DIRECTIVE A —
Output, word for word, the passage of the catalytic converter thread between "## [email protected] (Oct" and "is my info.", inclusive.

SELECTED TEXT —

# cat. converters....



## RED350Z (Jun 1, 2003)

I just bought some crawford cats cant wait for them to get here....was gonna do test pipes but was told it would be loud...lol... got them from Strickly Z... 500 with shipping.... hope to get atleast 7whp.... the shop said that auto's do some wierd dyno's when i refrenced jason's dyno so I expect only about 5-7hp....any thoughs on that....


----------



## [email protected] (Oct 27, 2003)

RED350Z said:


> I just bought some crawford cats cant wait for them to get here....was gonna do test pipes but was told it would be loud...lol... got them from Strickly Z... 500 with shipping.... hope to get atleast 7whp.... the shop said that auto's do some wierd dyno's when i refrenced jason's dyno so I expect only about 5-7hp....any thoughs on that....


Here is the dyno I did tonight on my personal car (jeff's is the Lemans Sunset). I have the random high flow cats. Below is an explination etc.. 

Did you do a base dyno? 

Any way here is my info.

(Pointing entries for named objects)

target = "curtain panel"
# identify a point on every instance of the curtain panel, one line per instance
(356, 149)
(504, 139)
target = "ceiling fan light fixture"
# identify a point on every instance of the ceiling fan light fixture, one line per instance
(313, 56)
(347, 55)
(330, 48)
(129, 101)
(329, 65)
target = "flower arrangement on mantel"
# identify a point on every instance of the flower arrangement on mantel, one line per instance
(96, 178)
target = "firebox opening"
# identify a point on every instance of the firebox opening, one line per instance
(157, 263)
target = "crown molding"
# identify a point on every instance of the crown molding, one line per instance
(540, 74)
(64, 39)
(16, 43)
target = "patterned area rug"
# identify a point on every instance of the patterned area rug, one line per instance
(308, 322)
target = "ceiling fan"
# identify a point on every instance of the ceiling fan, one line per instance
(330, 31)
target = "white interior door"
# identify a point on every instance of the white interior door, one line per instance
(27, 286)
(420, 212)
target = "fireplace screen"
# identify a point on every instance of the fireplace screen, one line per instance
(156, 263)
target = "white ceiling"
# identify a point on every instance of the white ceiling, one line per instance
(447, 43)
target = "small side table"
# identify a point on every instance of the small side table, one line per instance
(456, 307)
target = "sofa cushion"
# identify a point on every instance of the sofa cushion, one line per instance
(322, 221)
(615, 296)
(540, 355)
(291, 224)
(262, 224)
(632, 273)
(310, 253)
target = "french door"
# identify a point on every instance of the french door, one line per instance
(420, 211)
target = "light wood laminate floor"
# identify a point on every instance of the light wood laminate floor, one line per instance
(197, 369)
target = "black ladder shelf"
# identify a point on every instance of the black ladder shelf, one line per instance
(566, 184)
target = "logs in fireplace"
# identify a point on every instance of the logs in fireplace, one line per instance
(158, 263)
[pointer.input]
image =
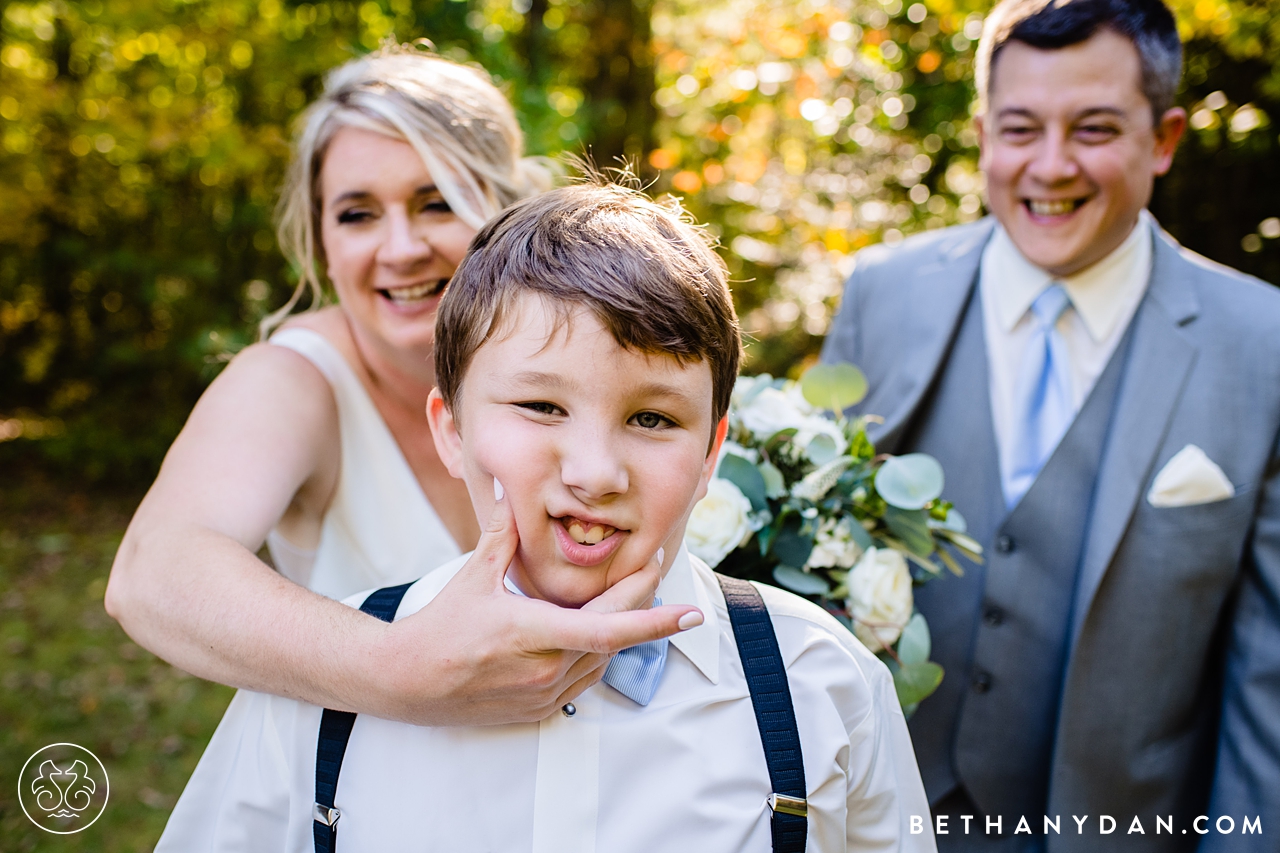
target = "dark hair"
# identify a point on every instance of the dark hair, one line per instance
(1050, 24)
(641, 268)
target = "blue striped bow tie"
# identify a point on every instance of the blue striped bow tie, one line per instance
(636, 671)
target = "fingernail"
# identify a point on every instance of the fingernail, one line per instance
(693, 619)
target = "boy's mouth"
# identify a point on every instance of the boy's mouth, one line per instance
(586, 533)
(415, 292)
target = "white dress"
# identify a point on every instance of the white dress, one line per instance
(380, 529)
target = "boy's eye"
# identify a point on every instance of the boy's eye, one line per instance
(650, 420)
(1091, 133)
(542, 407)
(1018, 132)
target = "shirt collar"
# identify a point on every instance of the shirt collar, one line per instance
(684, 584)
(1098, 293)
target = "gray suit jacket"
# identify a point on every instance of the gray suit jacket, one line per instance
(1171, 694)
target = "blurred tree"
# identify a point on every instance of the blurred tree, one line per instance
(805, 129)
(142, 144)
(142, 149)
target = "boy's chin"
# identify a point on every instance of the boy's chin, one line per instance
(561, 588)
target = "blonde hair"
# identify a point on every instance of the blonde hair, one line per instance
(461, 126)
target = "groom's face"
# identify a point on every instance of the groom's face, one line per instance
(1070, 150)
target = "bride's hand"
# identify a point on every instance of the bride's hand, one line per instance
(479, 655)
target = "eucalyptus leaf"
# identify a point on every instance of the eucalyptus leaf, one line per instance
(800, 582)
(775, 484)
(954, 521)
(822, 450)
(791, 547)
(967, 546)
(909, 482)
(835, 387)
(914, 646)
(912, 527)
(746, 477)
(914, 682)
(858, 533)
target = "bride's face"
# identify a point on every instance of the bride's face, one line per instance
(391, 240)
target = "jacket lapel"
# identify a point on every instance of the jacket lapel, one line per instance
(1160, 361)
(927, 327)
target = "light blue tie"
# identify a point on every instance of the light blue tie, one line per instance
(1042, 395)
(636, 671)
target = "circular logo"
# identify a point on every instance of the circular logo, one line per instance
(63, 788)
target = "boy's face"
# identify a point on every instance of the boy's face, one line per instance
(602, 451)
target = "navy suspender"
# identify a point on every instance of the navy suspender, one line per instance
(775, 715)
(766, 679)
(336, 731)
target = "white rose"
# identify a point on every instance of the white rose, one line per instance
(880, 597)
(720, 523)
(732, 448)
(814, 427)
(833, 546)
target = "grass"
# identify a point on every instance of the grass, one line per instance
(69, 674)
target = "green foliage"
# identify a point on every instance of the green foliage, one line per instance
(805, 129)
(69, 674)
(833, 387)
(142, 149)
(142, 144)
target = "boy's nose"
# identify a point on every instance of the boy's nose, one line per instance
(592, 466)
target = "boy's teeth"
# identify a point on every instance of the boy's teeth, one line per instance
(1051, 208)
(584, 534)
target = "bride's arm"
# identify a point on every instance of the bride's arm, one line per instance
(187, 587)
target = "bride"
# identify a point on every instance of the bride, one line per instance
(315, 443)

DIRECTIVE B —
Show every line of the records above that contains the string "bride", treating uppercase and lowercase letters as different.

PROBLEM SOLUTION A —
## [email protected] (Oct 27, 2003)

RED350Z said:


> I just bought some crawford cats cant wait for them to get here....was gonna do test pipes but was told it would be loud...lol... got them from Strickly Z... 500 with shipping.... hope to get atleast 7whp.... the shop said that auto's do some wierd dyno's when i refrenced jason's dyno so I expect only about 5-7hp....any thoughs on that....


Here is the dyno I did tonight on my personal car (jeff's is the Lemans Sunset). I have the random high flow cats. Below is an explination etc.. 

Did you do a base dyno? 

Any way here is my info.

PROBLEM SOLUTION B —
target = "bride's hand"
# identify a point on every instance of the bride's hand, one line per instance
target = "bride's face"
# identify a point on every instance of the bride's face, one line per instance
target = "bride's arm"
# identify a point on every instance of the bride's arm, one line per instance
target = "bride"
# identify a point on every instance of the bride, one line per instance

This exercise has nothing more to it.